*WORK TO COMPLETE*
Retype the complete listing exactly as it appears.

*DATA FOR THIS TASK*

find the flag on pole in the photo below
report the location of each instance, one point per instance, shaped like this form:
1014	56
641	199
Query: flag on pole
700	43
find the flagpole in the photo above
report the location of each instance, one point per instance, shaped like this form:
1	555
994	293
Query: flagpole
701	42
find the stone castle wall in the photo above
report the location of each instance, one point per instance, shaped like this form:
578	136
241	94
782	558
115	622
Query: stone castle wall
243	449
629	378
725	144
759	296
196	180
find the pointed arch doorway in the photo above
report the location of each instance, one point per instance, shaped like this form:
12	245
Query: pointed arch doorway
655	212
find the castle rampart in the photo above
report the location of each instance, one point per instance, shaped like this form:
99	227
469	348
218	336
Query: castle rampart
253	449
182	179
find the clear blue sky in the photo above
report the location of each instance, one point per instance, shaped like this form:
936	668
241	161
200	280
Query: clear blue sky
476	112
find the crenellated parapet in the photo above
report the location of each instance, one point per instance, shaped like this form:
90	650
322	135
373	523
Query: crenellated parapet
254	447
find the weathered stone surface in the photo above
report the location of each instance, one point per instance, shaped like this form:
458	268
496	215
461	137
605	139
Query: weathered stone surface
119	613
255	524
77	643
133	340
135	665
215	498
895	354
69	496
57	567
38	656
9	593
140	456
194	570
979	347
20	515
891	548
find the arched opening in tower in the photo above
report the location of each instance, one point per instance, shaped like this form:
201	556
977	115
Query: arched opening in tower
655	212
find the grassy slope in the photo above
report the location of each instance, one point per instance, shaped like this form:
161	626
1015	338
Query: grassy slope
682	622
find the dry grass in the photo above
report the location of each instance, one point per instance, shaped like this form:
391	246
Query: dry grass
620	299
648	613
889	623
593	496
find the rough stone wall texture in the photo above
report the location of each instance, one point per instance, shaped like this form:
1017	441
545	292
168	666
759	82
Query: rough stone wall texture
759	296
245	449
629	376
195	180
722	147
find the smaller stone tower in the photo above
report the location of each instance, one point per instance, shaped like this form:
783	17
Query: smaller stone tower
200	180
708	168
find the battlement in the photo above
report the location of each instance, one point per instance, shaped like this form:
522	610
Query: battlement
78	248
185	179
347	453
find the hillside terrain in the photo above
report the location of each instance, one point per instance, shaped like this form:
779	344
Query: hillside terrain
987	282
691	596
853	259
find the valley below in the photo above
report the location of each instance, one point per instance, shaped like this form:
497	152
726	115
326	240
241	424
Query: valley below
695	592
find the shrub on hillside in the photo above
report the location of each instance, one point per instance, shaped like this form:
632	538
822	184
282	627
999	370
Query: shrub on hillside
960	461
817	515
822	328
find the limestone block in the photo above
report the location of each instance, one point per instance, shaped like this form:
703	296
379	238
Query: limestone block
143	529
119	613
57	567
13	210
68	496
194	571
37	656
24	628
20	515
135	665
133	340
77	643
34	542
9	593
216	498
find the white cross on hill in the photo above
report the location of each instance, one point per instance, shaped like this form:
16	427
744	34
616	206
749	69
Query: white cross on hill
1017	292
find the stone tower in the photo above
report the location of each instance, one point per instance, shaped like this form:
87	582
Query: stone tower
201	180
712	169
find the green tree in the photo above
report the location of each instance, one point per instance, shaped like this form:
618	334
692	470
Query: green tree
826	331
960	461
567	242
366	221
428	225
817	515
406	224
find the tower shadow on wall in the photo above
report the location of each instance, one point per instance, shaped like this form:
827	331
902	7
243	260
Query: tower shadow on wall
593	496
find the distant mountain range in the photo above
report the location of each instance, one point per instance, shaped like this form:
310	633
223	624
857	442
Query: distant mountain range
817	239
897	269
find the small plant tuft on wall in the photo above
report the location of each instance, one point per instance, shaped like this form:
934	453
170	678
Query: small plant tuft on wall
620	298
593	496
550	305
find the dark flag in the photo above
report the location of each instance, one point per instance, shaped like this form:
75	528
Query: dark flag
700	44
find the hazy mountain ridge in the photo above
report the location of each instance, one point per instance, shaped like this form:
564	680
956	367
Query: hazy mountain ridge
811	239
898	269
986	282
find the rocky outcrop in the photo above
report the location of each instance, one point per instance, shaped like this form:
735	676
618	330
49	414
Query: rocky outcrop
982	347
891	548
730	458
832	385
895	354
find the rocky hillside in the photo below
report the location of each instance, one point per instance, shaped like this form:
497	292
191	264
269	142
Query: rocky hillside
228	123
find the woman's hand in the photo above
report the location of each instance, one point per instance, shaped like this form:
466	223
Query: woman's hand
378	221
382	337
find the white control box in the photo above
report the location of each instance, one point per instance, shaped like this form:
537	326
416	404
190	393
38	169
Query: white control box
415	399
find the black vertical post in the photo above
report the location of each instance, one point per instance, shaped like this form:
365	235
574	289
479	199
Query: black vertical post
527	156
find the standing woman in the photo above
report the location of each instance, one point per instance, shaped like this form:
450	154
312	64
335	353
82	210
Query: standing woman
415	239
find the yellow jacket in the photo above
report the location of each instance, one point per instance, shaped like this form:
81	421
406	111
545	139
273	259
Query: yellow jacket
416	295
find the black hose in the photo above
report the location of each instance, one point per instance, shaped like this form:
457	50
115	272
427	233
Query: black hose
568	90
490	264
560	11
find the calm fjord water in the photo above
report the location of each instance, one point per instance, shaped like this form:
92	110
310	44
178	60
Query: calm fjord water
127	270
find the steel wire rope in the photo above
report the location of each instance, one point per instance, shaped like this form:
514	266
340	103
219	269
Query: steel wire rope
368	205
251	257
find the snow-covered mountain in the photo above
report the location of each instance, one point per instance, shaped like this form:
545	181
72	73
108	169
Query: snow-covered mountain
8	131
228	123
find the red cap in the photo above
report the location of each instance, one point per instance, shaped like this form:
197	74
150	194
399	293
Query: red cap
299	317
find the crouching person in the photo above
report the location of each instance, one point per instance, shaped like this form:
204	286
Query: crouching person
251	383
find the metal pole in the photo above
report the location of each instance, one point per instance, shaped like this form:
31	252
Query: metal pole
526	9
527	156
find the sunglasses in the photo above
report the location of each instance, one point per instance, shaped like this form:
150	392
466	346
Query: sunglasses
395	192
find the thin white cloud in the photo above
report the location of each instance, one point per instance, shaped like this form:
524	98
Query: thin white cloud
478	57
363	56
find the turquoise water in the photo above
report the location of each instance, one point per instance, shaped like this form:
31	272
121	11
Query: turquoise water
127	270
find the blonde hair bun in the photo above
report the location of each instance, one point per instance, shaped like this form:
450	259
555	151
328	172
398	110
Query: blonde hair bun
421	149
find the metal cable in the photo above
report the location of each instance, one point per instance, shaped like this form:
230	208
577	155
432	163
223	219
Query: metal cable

*THE RESULT*
find the flag on pole in the photo below
report the location of each instance, one point per instance, shaped like this form:
1014	56
641	199
Query: flag on pole
700	43
find the flagpole in the photo above
report the location of each instance, one point per instance, shaped like this form:
1	555
994	293
Query: flagpole
701	42
find the stone castle wall in the photo above
report the location of each instance, one point per instance, shaped like this form:
578	136
241	94
782	558
115	622
Query: stone castle wall
243	449
629	378
725	144
759	296
196	180
find the pointed arch doorway in the photo above
report the location of each instance, one point per instance, shaped like this form:
12	245
Query: pointed arch doorway
655	212
find the castle rampart in the photo above
report the location of each instance, one point per instance, shaped like this form:
99	227
469	348
218	336
Query: castle rampart
253	449
182	179
find the clear blue sky in the photo above
report the location of each instance, one point per instance, shaped like this form:
936	668
241	161
200	280
Query: clear blue sky
476	112
find the crenellated parapet in the photo above
report the location of each instance, one point per instance, shaped like this form:
90	650
322	135
373	523
Query: crenellated parapet
254	447
find the weathered stone surface in the photo above
report the location of each instance, one point per instance, shaped like this form:
458	268
496	215
461	137
605	139
Query: weathered stone surface
119	613
255	524
77	643
133	340
135	665
215	498
895	354
69	496
57	567
38	656
9	593
140	456
194	570
979	347
20	515
891	548
find the arched opening in tower in the photo above
report the location of each instance, one point per instance, shaped like this form:
201	556
977	115
Query: arched opening in tower
655	212
find the grassy slope in the photo above
report the location of each instance, one point per instance, shaped like this form:
161	626
1015	338
Query: grassy slope
682	622
find the dry grass in the photo above
report the location of each instance, one point per instance, shaped like this form:
391	246
Query: dry grass
620	299
648	613
889	623
593	496
find the rough stone wall texture in the photo above
report the location of each instance, one point per instance, shaped like this form:
1017	441
545	292
168	666
759	82
Query: rough stone wall texture
759	296
245	449
629	376
195	180
722	147
find the smaller stone tower in the photo above
report the location of each instance, one point per instance, shaped like this form:
783	17
Query: smaller stone tower
200	180
708	168
find the battlement in the photo above
report the location of each instance, one point per instance, shaped like this form:
522	610
Query: battlement
78	248
185	179
347	453
find the hillside terrain in the photo above
report the location of each instance, one point per instance, shaped like this form:
779	344
Query: hillside terrain
987	282
691	596
853	259
find the valley below in the photo above
report the location of each instance, one point per instance, shaped like this form:
497	152
726	115
326	240
241	424
Query: valley below
695	592
find the shrub on hillside in the photo above
report the location of each instance, one point per instance, shaped like this form:
632	538
822	184
282	627
999	370
Query: shrub on hillside
960	461
817	515
822	328
find the limestone block in the photo above
report the location of each instance, one point per instance, shaped like this form:
703	296
379	238
Query: limestone block
143	529
119	613
57	567
13	210
68	496
194	571
37	656
24	628
20	515
135	665
133	340
77	643
34	542
9	593
216	498
find the white cross on hill in the photo above
report the location of each instance, one point per instance, shaped like this form:
16	427
744	34
616	206
749	69
Query: white cross on hill
1017	292
find the stone tower in the photo above
report the location of each instance, one point per instance, shaped like this form:
87	582
Query: stone tower
201	180
712	169
find the green tree in the photo above
report the location of each instance, one point per instance, shaped like this form:
618	334
692	470
Query: green tree
826	331
960	461
567	242
366	221
428	225
817	515
406	224
find the tower shadow on wall in the photo above
report the location of each instance, one point per instance, shaped like this form:
827	331
902	7
243	260
Query: tower shadow on wall
593	496
find the distant mountain range in the photo above
report the location of each instance, one point per instance, shaped like this form:
310	633
223	624
857	442
Query: distant mountain range
817	239
897	269
find the small plant tuft on wall in the photo above
report the location of each instance, one point per instance, shaped like this form:
934	453
170	678
Query: small plant tuft on wall
620	298
593	496
550	305
find the dark flag in the photo above
report the location of each instance, one point per instance, shaped like this form:
75	528
Query: dark flag
700	44
find the hazy mountain ridge in the photo above
report the location of each instance, one point per instance, shaped like this form:
564	680
956	367
Query: hazy mountain ridge
811	239
898	269
986	282
find the rocky outcrop in the photo above
report the location of each instance, one point per instance, shaped like this form:
735	676
618	330
49	414
Query: rocky outcrop
982	347
891	548
730	458
832	385
895	354
find the rocky hillside in the photo below
report the location of each instance, one point per instance, shaped like this form:
497	292
191	264
269	142
Query: rocky hillside
228	123
find the woman's hand in the photo above
report the location of each instance, one point per instance, shaped like this form:
466	223
Query: woman's hand
378	221
382	337
find the white control box in the photo above
report the location of each instance, one point per instance, shaped like this form:
537	326
416	404
190	393
38	169
Query: white control box
415	399
find the black vertical post in the photo above
report the location of each instance, one point per instance, shaped like this form:
365	235
574	289
479	199
Query: black vertical post
527	156
find the standing woman in the photo above
report the location of each instance, one point per instance, shaped like this form:
450	154
312	64
335	353
82	210
Query: standing woman
415	239
find the yellow jacket in the photo above
report the location of each instance, one point per instance, shaped like this form:
81	421
406	111
545	139
273	259
Query: yellow jacket
416	295
find the black hose in the photo above
report the location of each instance, one point per instance, shaped like this form:
457	50
115	272
427	233
Query: black hose
568	90
490	264
560	11
find the calm fjord water in the photo above
report the location of each instance, one point per instance, shaped like this form:
92	110
310	44
178	60
Query: calm fjord water
127	270
find the steel wire rope in the photo above
report the location of each instance, one point per instance, shaped like this form:
514	266
340	103
219	269
Query: steel wire rope
368	205
251	257
find the snow-covered mountain in the photo above
report the location of each instance, one point per instance, shaped like this form:
545	181
72	73
108	169
Query: snow-covered mountain
8	131
228	123
find the red cap in the photo above
report the location of each instance, one point per instance, shaped like this form:
197	74
150	194
399	293
Query: red cap
299	317
find the crouching person in the photo above
report the location of each instance, one point per instance, shaped like this form:
204	286
Query: crouching person
251	383
find the metal pole in the photo above
report the location of each instance, one point per instance, shaped like this form:
31	252
Query: metal pole
526	9
527	156
find the sunglasses in the photo above
report the location of each instance, one point per instance, shaped like this form:
150	392
466	346
Query: sunglasses
395	192
find the thin white cloud in the photo above
report the location of each instance, one point per instance, shaped like this form:
524	98
Query: thin white cloud
478	57
363	56
find the turquoise water in the photo above
report the location of each instance, one point per instance, shaped like this form:
31	272
121	11
Query: turquoise water
127	270
find the blonde hair bun in the photo above
report the location of each instance, one point per instance, shaped like this form:
450	259
555	151
328	172
398	110
Query: blonde hair bun
421	149
find the metal cable in the photo above
report the location of each instance, one point per instance, shaped like this form:
230	208
577	155
432	163
223	219
Query: metal cable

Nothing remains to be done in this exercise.